(DATA FOR ANALYSIS Opens)

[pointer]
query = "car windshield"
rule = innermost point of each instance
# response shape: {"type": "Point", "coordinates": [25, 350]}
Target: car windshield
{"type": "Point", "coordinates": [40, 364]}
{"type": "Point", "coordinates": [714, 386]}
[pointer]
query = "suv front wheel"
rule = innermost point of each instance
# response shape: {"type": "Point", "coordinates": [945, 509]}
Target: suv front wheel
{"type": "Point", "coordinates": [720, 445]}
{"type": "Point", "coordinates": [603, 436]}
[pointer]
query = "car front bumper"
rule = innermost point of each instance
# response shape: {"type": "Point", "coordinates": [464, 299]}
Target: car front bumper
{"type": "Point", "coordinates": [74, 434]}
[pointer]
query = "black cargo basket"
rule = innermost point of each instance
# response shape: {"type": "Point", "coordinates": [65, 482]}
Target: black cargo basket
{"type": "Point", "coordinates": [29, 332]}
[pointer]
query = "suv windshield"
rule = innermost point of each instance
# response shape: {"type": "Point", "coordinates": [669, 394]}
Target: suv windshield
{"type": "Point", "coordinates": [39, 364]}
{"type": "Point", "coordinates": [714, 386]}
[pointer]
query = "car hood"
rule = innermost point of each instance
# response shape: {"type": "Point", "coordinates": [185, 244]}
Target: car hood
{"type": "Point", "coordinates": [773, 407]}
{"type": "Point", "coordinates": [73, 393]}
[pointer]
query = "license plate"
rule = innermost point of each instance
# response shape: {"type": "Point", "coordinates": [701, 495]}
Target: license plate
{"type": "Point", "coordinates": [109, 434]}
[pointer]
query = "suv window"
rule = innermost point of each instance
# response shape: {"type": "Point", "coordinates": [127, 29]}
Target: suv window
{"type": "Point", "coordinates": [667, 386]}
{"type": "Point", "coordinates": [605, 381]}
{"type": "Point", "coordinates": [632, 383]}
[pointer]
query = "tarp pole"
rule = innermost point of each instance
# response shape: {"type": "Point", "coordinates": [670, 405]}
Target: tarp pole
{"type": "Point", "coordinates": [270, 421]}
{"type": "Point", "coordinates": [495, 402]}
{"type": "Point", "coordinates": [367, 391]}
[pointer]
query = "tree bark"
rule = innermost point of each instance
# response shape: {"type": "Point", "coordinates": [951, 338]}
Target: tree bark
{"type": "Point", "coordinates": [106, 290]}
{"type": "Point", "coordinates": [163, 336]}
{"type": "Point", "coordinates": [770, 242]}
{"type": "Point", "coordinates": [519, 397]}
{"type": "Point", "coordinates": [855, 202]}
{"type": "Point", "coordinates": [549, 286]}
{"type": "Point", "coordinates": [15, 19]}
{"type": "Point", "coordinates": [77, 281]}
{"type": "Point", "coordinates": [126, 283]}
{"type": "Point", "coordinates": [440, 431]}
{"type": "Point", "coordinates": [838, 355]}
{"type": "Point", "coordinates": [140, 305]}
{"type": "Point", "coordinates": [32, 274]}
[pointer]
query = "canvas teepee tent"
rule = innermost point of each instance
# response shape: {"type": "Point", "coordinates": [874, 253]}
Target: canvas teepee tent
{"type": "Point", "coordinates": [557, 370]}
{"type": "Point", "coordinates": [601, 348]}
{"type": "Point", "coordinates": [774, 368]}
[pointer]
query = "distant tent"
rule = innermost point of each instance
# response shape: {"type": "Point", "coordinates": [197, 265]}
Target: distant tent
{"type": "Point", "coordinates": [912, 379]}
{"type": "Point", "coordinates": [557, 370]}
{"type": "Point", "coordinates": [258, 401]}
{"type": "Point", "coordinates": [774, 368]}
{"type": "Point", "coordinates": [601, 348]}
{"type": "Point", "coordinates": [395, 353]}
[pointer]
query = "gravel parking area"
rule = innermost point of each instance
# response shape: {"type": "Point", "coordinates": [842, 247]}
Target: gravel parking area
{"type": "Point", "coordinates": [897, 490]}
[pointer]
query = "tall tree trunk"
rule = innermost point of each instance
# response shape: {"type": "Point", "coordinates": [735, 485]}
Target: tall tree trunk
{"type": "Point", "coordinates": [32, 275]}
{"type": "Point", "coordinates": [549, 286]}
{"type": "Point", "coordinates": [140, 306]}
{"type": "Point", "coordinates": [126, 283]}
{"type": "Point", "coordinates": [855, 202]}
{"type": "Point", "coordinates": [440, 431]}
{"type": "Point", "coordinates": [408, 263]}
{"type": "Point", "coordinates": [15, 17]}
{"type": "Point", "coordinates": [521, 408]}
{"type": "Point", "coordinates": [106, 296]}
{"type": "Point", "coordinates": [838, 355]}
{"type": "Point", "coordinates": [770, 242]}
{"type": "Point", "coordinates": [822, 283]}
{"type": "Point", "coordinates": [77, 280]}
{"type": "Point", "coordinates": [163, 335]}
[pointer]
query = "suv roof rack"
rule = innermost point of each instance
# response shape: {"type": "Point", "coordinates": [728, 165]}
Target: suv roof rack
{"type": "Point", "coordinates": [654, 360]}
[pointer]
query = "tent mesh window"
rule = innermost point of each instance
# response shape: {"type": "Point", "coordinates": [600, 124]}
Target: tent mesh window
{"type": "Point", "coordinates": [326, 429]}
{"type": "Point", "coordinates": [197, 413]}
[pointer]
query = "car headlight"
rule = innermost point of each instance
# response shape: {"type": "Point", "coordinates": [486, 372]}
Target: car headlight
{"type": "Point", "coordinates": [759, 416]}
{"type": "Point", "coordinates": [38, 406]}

(DATA FOR ANALYSIS Closes)

WHAT YOU WILL DO:
Retype the data shown above so that each line matches the original.

SOLVED EXERCISE:
[pointer]
query = "car windshield"
rule = innermost point of each instance
# response shape: {"type": "Point", "coordinates": [25, 350]}
Target: car windshield
{"type": "Point", "coordinates": [40, 364]}
{"type": "Point", "coordinates": [714, 386]}
[pointer]
query = "suv front wheel"
rule = innermost point of each instance
# response shape: {"type": "Point", "coordinates": [945, 509]}
Target: suv front wheel
{"type": "Point", "coordinates": [720, 445]}
{"type": "Point", "coordinates": [603, 436]}
[pointer]
query = "car front bumper"
rule = innermost point of each instance
# response shape: {"type": "Point", "coordinates": [464, 299]}
Target: car front bumper
{"type": "Point", "coordinates": [74, 434]}
[pointer]
query = "black cargo basket"
rule = innermost point of each instance
# response shape: {"type": "Point", "coordinates": [65, 482]}
Target: black cargo basket
{"type": "Point", "coordinates": [29, 332]}
[pointer]
query = "suv windshield"
rule = innermost point of each instance
# response shape: {"type": "Point", "coordinates": [669, 394]}
Target: suv windshield
{"type": "Point", "coordinates": [39, 364]}
{"type": "Point", "coordinates": [714, 386]}
[pointer]
query = "car hood"
rule = innermost point of each instance
# response shape: {"type": "Point", "coordinates": [185, 244]}
Target: car hood
{"type": "Point", "coordinates": [773, 407]}
{"type": "Point", "coordinates": [73, 393]}
[pointer]
query = "license plate"
rule = innermost point of each instance
# response shape: {"type": "Point", "coordinates": [701, 495]}
Target: license plate
{"type": "Point", "coordinates": [109, 434]}
[pointer]
query = "suv window"
rule = innermost point of each instance
# response shape: {"type": "Point", "coordinates": [127, 29]}
Target: suv window
{"type": "Point", "coordinates": [667, 386]}
{"type": "Point", "coordinates": [605, 381]}
{"type": "Point", "coordinates": [632, 383]}
[pointer]
query = "tarp pole"
rule = innermost point of each instance
# response shape: {"type": "Point", "coordinates": [670, 405]}
Target: tarp pole
{"type": "Point", "coordinates": [270, 421]}
{"type": "Point", "coordinates": [495, 402]}
{"type": "Point", "coordinates": [367, 391]}
[pointer]
query = "tree bark"
rule = innermost point of each instance
# response shape: {"type": "Point", "coordinates": [951, 338]}
Target: tree bark
{"type": "Point", "coordinates": [106, 290]}
{"type": "Point", "coordinates": [163, 336]}
{"type": "Point", "coordinates": [770, 242]}
{"type": "Point", "coordinates": [519, 397]}
{"type": "Point", "coordinates": [855, 202]}
{"type": "Point", "coordinates": [549, 286]}
{"type": "Point", "coordinates": [15, 19]}
{"type": "Point", "coordinates": [77, 281]}
{"type": "Point", "coordinates": [126, 283]}
{"type": "Point", "coordinates": [440, 431]}
{"type": "Point", "coordinates": [838, 355]}
{"type": "Point", "coordinates": [140, 305]}
{"type": "Point", "coordinates": [32, 274]}
[pointer]
query = "canvas teepee tent"
rule = innermost point of each instance
# response shape: {"type": "Point", "coordinates": [874, 253]}
Target: canvas teepee tent
{"type": "Point", "coordinates": [557, 370]}
{"type": "Point", "coordinates": [601, 348]}
{"type": "Point", "coordinates": [774, 368]}
[pointer]
query = "distant tent"
rule = innermost point of each instance
# response shape: {"type": "Point", "coordinates": [197, 265]}
Target: distant tent
{"type": "Point", "coordinates": [912, 379]}
{"type": "Point", "coordinates": [557, 370]}
{"type": "Point", "coordinates": [258, 401]}
{"type": "Point", "coordinates": [774, 368]}
{"type": "Point", "coordinates": [601, 348]}
{"type": "Point", "coordinates": [395, 353]}
[pointer]
query = "gravel parking area"
rule = innermost point of each instance
# response shape: {"type": "Point", "coordinates": [842, 247]}
Target: gravel parking area
{"type": "Point", "coordinates": [897, 490]}
[pointer]
query = "tall tree trunk"
rule = innermost point of each instance
# response shape: {"type": "Point", "coordinates": [735, 485]}
Target: tall tree trunk
{"type": "Point", "coordinates": [32, 275]}
{"type": "Point", "coordinates": [549, 286]}
{"type": "Point", "coordinates": [140, 306]}
{"type": "Point", "coordinates": [126, 283]}
{"type": "Point", "coordinates": [855, 202]}
{"type": "Point", "coordinates": [440, 431]}
{"type": "Point", "coordinates": [408, 263]}
{"type": "Point", "coordinates": [15, 17]}
{"type": "Point", "coordinates": [521, 408]}
{"type": "Point", "coordinates": [106, 296]}
{"type": "Point", "coordinates": [838, 355]}
{"type": "Point", "coordinates": [770, 242]}
{"type": "Point", "coordinates": [822, 283]}
{"type": "Point", "coordinates": [77, 280]}
{"type": "Point", "coordinates": [163, 335]}
[pointer]
query = "suv roof rack"
rule = innermost point of each instance
# response shape: {"type": "Point", "coordinates": [728, 165]}
Target: suv roof rack
{"type": "Point", "coordinates": [654, 360]}
[pointer]
query = "tent mesh window"
rule = innermost point of each instance
# response shape: {"type": "Point", "coordinates": [600, 124]}
Target: tent mesh window
{"type": "Point", "coordinates": [326, 429]}
{"type": "Point", "coordinates": [197, 413]}
[pointer]
query = "car headlight"
rule = innermost point of each instance
# response shape: {"type": "Point", "coordinates": [486, 372]}
Target: car headlight
{"type": "Point", "coordinates": [759, 416]}
{"type": "Point", "coordinates": [38, 406]}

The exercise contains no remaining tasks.